Repeat exactly, and only, the lines from the line containing "[point] every instance of the blurred" through the last line of the records below, including both.

########################################

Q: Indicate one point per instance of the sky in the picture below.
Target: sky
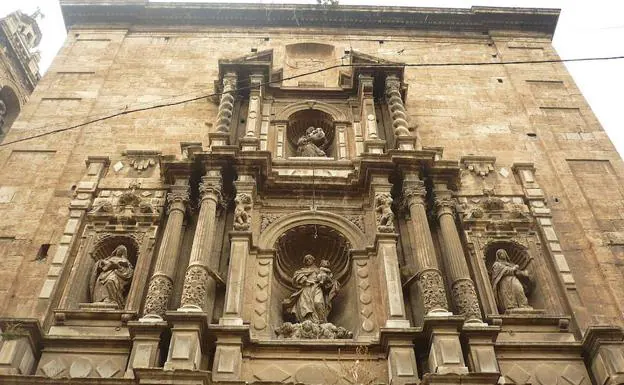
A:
(585, 29)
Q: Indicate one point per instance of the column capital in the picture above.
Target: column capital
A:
(177, 198)
(211, 186)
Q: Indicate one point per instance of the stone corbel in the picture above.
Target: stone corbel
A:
(20, 345)
(603, 350)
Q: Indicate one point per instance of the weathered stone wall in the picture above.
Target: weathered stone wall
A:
(517, 113)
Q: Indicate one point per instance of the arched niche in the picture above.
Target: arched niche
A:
(300, 121)
(325, 236)
(12, 108)
(519, 255)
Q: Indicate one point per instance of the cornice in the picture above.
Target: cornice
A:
(476, 19)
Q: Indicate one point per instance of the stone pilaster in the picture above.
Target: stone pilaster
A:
(403, 137)
(20, 345)
(372, 143)
(199, 284)
(462, 287)
(226, 107)
(251, 142)
(161, 283)
(423, 264)
(240, 241)
(385, 244)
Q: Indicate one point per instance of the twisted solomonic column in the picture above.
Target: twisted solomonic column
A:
(396, 107)
(423, 262)
(462, 286)
(199, 284)
(161, 283)
(226, 106)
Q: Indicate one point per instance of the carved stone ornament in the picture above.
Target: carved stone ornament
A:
(432, 289)
(311, 304)
(466, 299)
(194, 290)
(383, 213)
(397, 109)
(313, 143)
(267, 219)
(242, 212)
(158, 293)
(510, 284)
(110, 279)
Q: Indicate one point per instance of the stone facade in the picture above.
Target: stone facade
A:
(19, 64)
(305, 208)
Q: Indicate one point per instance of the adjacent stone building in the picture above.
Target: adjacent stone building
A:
(308, 194)
(19, 64)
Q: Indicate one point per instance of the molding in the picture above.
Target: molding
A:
(475, 19)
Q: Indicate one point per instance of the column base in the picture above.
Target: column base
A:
(20, 347)
(188, 347)
(145, 344)
(445, 352)
(228, 360)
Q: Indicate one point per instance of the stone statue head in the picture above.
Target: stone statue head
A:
(502, 254)
(121, 251)
(308, 260)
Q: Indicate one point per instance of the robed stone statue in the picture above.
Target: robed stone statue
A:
(510, 284)
(111, 277)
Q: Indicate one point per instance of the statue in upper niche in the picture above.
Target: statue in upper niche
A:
(510, 284)
(111, 277)
(3, 111)
(312, 142)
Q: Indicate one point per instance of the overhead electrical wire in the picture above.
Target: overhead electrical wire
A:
(371, 65)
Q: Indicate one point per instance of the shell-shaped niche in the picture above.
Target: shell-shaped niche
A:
(299, 122)
(322, 242)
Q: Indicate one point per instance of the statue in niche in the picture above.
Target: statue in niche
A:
(312, 143)
(242, 212)
(3, 112)
(310, 305)
(111, 278)
(385, 216)
(511, 284)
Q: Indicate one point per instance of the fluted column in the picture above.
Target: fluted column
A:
(462, 287)
(161, 283)
(372, 143)
(403, 137)
(226, 108)
(199, 285)
(423, 262)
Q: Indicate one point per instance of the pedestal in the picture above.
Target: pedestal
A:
(188, 348)
(445, 352)
(145, 345)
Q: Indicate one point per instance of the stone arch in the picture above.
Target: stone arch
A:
(336, 114)
(350, 231)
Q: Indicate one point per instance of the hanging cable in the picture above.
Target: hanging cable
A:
(372, 65)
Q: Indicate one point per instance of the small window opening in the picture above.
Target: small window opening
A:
(43, 252)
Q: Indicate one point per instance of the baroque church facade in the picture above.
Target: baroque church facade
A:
(308, 194)
(19, 64)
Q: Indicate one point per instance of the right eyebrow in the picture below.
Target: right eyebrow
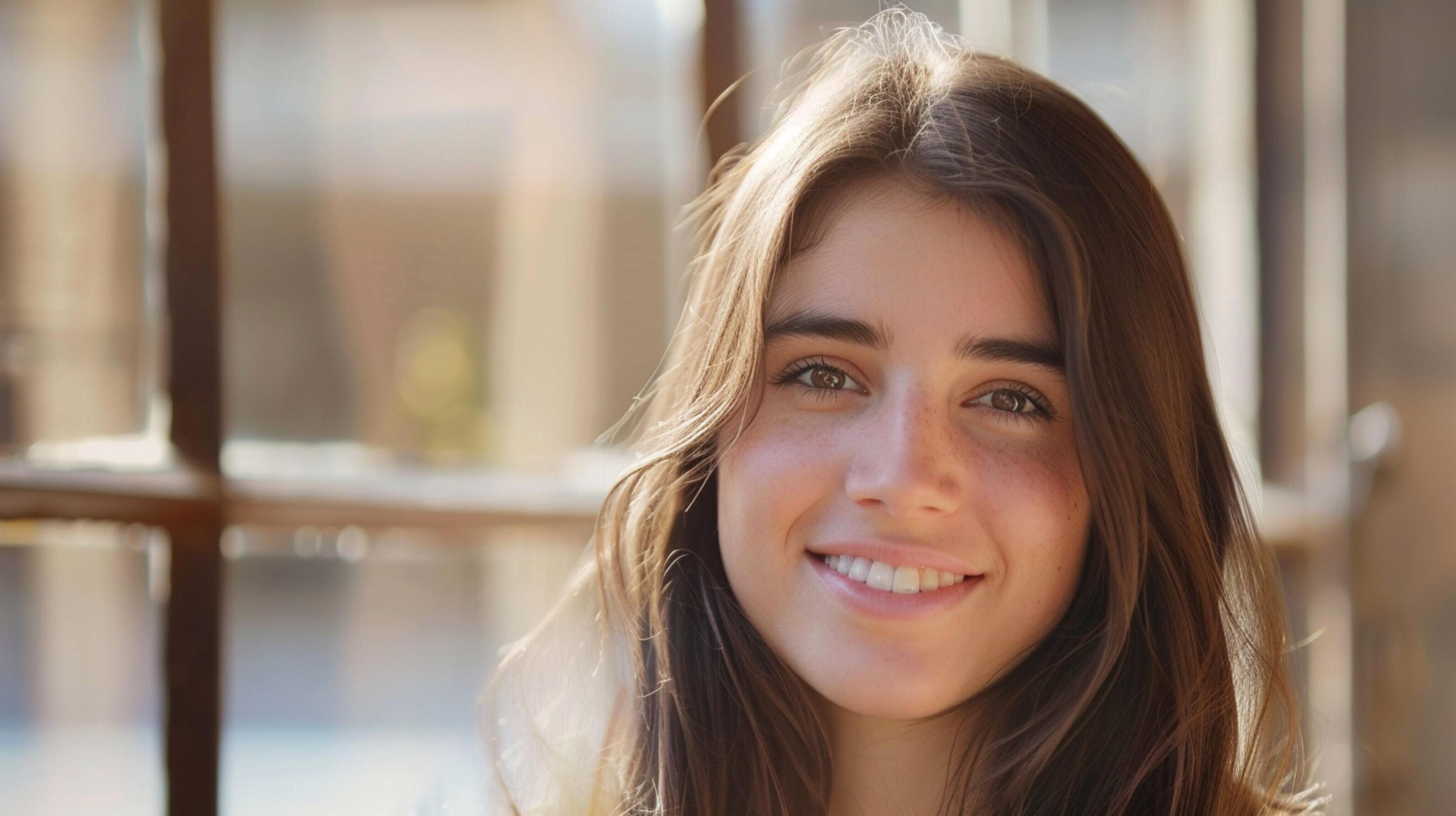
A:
(809, 323)
(831, 327)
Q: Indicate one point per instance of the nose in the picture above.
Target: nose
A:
(909, 464)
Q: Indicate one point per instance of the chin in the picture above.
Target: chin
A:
(891, 696)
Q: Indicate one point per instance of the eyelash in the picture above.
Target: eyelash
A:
(1040, 410)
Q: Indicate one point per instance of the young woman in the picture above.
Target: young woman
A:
(932, 510)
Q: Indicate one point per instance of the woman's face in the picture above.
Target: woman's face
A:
(913, 425)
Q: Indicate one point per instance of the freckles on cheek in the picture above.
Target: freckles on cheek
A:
(1040, 509)
(772, 477)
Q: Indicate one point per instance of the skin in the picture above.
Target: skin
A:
(912, 445)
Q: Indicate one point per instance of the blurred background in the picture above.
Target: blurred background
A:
(448, 263)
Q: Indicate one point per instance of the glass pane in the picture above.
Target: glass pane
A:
(78, 254)
(354, 659)
(449, 224)
(79, 668)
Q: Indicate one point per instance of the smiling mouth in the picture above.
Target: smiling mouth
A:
(889, 577)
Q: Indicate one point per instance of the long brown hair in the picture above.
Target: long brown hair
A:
(1164, 687)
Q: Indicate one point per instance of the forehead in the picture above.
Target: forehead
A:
(919, 266)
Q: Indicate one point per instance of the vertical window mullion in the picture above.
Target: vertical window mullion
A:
(194, 387)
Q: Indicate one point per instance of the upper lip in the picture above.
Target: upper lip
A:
(897, 554)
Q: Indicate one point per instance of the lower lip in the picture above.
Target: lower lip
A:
(894, 605)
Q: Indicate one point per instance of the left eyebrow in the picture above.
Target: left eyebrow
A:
(809, 323)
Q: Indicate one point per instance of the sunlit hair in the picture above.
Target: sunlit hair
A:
(1164, 687)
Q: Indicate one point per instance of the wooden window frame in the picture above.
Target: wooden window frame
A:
(194, 502)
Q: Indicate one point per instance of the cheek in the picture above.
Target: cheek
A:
(1036, 508)
(768, 481)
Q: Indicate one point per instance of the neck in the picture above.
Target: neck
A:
(890, 767)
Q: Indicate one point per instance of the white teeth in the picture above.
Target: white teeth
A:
(889, 577)
(881, 576)
(908, 580)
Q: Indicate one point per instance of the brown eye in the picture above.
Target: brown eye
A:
(1008, 400)
(826, 378)
(1014, 404)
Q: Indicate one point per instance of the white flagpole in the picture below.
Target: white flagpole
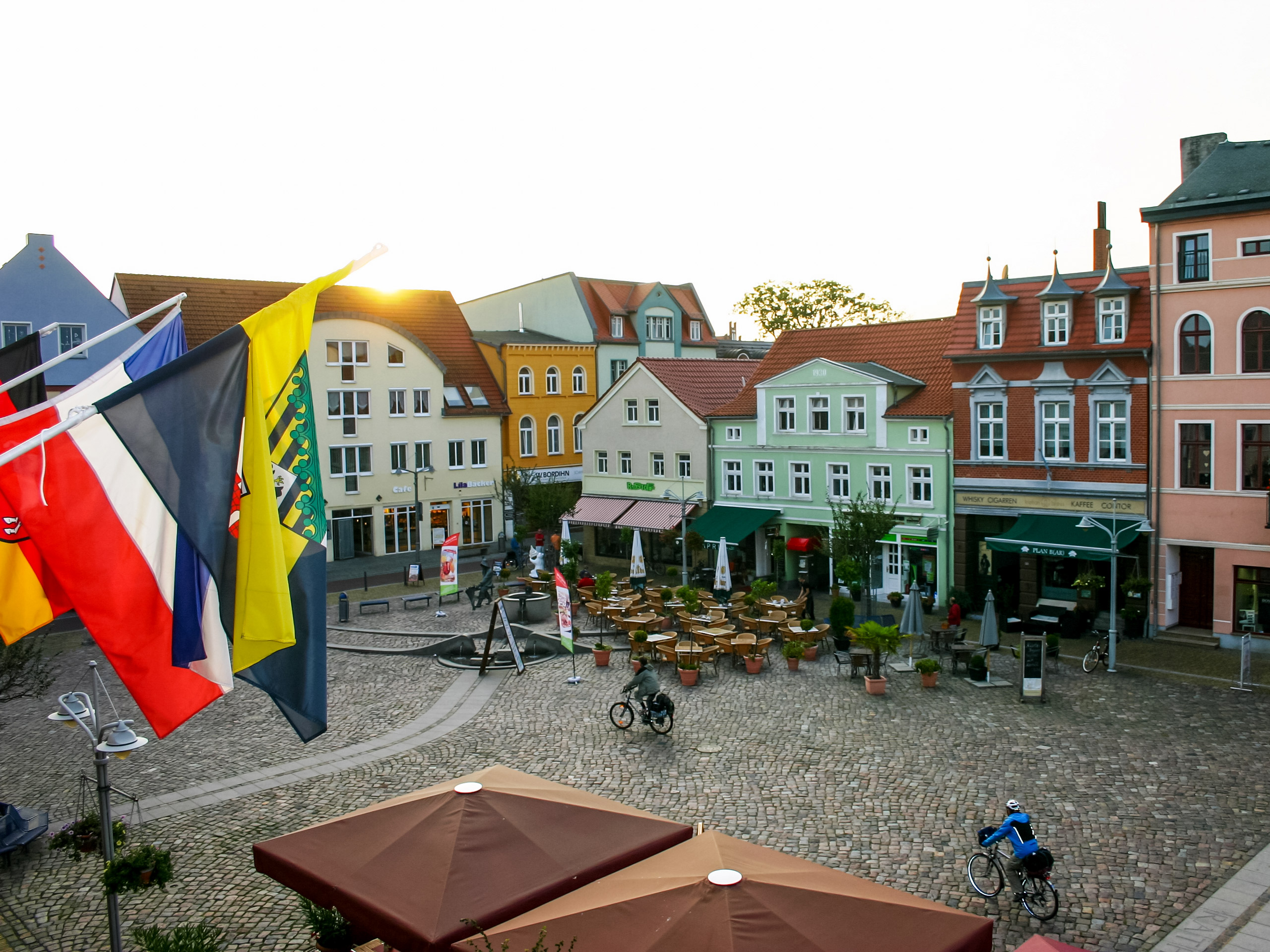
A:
(87, 345)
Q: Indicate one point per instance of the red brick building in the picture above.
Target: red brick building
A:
(1051, 424)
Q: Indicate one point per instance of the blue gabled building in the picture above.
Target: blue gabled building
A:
(40, 289)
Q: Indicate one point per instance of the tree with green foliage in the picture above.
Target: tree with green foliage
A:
(820, 304)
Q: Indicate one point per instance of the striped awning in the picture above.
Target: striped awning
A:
(652, 515)
(597, 511)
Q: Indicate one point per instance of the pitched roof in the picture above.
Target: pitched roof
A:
(700, 384)
(431, 316)
(1234, 178)
(912, 348)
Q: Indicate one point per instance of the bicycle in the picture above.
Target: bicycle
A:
(988, 878)
(623, 715)
(1098, 654)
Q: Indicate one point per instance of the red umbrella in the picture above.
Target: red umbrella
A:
(718, 894)
(486, 847)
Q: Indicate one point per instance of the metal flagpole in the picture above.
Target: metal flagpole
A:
(87, 345)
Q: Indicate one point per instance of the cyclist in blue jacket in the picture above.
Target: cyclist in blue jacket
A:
(1017, 831)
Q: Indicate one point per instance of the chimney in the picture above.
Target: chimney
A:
(1101, 239)
(1197, 149)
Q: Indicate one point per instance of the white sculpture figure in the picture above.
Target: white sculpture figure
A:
(539, 568)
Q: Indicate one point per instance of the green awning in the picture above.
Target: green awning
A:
(1061, 536)
(731, 522)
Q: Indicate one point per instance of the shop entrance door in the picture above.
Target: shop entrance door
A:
(1196, 598)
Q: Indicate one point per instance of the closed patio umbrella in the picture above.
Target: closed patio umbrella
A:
(718, 894)
(486, 847)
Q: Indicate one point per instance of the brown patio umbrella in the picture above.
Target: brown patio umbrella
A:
(671, 903)
(409, 870)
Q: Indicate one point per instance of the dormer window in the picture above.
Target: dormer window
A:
(1112, 314)
(991, 327)
(1057, 316)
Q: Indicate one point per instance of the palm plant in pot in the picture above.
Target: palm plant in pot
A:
(878, 639)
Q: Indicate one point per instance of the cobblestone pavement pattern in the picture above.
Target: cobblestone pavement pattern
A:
(1151, 794)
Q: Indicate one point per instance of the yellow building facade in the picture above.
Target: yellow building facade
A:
(549, 385)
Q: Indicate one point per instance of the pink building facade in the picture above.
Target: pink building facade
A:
(1210, 400)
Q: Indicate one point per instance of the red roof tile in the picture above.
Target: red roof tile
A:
(915, 348)
(700, 384)
(432, 316)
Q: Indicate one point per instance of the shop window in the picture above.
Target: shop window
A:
(1257, 455)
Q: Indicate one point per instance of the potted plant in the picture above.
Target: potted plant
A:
(332, 932)
(689, 672)
(140, 869)
(793, 653)
(930, 670)
(877, 639)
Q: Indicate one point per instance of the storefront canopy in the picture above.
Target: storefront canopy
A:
(652, 516)
(732, 522)
(1061, 537)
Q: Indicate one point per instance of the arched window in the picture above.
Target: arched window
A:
(1196, 346)
(526, 436)
(554, 434)
(1257, 343)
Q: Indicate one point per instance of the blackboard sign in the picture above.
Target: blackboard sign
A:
(1033, 681)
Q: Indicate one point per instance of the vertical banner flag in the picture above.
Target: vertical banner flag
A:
(450, 567)
(564, 611)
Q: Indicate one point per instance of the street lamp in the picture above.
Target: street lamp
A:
(1114, 549)
(112, 738)
(684, 524)
(418, 512)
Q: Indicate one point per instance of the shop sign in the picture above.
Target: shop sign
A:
(1065, 504)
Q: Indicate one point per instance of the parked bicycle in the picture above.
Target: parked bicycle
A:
(988, 878)
(659, 716)
(1098, 654)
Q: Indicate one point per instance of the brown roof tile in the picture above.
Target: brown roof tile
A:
(915, 348)
(700, 384)
(432, 316)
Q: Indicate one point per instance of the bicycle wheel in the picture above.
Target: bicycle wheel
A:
(986, 875)
(1042, 899)
(623, 715)
(1091, 659)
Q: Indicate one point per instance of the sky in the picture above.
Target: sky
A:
(887, 146)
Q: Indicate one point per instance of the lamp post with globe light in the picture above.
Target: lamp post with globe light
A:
(111, 738)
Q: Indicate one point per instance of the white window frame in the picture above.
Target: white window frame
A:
(921, 477)
(786, 412)
(1056, 323)
(881, 477)
(802, 474)
(854, 414)
(991, 327)
(765, 473)
(1123, 314)
(838, 476)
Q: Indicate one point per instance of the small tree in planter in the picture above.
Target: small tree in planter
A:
(930, 670)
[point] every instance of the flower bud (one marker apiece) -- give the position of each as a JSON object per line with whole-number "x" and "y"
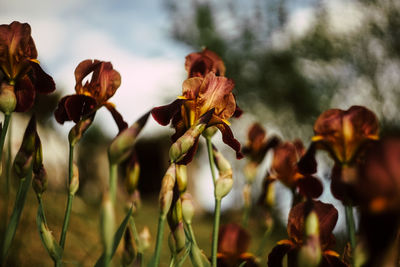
{"x": 144, "y": 238}
{"x": 76, "y": 133}
{"x": 130, "y": 250}
{"x": 222, "y": 187}
{"x": 310, "y": 253}
{"x": 39, "y": 181}
{"x": 122, "y": 145}
{"x": 184, "y": 143}
{"x": 25, "y": 157}
{"x": 74, "y": 183}
{"x": 132, "y": 172}
{"x": 8, "y": 100}
{"x": 187, "y": 208}
{"x": 181, "y": 177}
{"x": 107, "y": 224}
{"x": 250, "y": 171}
{"x": 247, "y": 195}
{"x": 166, "y": 192}
{"x": 210, "y": 131}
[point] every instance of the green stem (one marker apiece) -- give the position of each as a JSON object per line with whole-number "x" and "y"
{"x": 214, "y": 246}
{"x": 7, "y": 118}
{"x": 264, "y": 242}
{"x": 137, "y": 240}
{"x": 16, "y": 214}
{"x": 351, "y": 229}
{"x": 211, "y": 158}
{"x": 160, "y": 233}
{"x": 70, "y": 198}
{"x": 113, "y": 182}
{"x": 191, "y": 233}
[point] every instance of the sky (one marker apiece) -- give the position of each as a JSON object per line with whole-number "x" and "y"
{"x": 135, "y": 37}
{"x": 132, "y": 35}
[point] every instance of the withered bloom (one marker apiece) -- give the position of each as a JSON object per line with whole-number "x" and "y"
{"x": 233, "y": 244}
{"x": 200, "y": 95}
{"x": 258, "y": 144}
{"x": 302, "y": 235}
{"x": 200, "y": 63}
{"x": 378, "y": 189}
{"x": 285, "y": 169}
{"x": 91, "y": 95}
{"x": 21, "y": 76}
{"x": 344, "y": 134}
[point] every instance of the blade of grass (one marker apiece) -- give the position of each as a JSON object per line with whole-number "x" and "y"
{"x": 104, "y": 260}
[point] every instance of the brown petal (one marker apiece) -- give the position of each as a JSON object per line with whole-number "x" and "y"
{"x": 41, "y": 80}
{"x": 307, "y": 163}
{"x": 310, "y": 187}
{"x": 229, "y": 139}
{"x": 82, "y": 70}
{"x": 199, "y": 64}
{"x": 277, "y": 254}
{"x": 79, "y": 106}
{"x": 216, "y": 92}
{"x": 233, "y": 240}
{"x": 122, "y": 125}
{"x": 329, "y": 260}
{"x": 164, "y": 114}
{"x": 25, "y": 93}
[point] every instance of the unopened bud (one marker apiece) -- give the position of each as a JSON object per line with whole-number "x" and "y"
{"x": 76, "y": 133}
{"x": 179, "y": 237}
{"x": 184, "y": 143}
{"x": 129, "y": 253}
{"x": 122, "y": 145}
{"x": 210, "y": 131}
{"x": 247, "y": 195}
{"x": 250, "y": 171}
{"x": 39, "y": 181}
{"x": 74, "y": 183}
{"x": 8, "y": 100}
{"x": 166, "y": 192}
{"x": 107, "y": 224}
{"x": 144, "y": 238}
{"x": 187, "y": 208}
{"x": 310, "y": 252}
{"x": 25, "y": 157}
{"x": 48, "y": 240}
{"x": 132, "y": 171}
{"x": 181, "y": 177}
{"x": 222, "y": 187}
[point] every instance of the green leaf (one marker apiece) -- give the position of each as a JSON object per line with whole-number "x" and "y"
{"x": 103, "y": 261}
{"x": 48, "y": 240}
{"x": 16, "y": 214}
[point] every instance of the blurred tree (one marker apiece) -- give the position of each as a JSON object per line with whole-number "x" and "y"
{"x": 295, "y": 71}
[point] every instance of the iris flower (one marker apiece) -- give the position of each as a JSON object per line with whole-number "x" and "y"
{"x": 285, "y": 169}
{"x": 200, "y": 95}
{"x": 327, "y": 217}
{"x": 344, "y": 134}
{"x": 19, "y": 67}
{"x": 91, "y": 95}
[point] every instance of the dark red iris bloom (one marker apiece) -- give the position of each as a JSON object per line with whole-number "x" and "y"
{"x": 91, "y": 95}
{"x": 258, "y": 144}
{"x": 378, "y": 190}
{"x": 344, "y": 134}
{"x": 200, "y": 95}
{"x": 285, "y": 169}
{"x": 233, "y": 244}
{"x": 327, "y": 218}
{"x": 19, "y": 66}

########################################

- Solution to this problem
[point] every instance of the blurred tree (one marker apiece) -- give the position of each as a JSON object per line with whole-number "x" and "y"
{"x": 295, "y": 71}
[point] every instance of the iris flower (one marker apiece) -- give the position of each as a JSON object per line with whole-number "x" and "y"
{"x": 285, "y": 169}
{"x": 200, "y": 95}
{"x": 327, "y": 217}
{"x": 344, "y": 134}
{"x": 19, "y": 67}
{"x": 91, "y": 95}
[point] every instance of the dark red iris bloom (one marker apiece) -- give the position of each as a JSON object per line with whole-number "x" and "y"
{"x": 91, "y": 95}
{"x": 258, "y": 144}
{"x": 378, "y": 190}
{"x": 344, "y": 134}
{"x": 200, "y": 95}
{"x": 285, "y": 169}
{"x": 233, "y": 244}
{"x": 327, "y": 218}
{"x": 19, "y": 66}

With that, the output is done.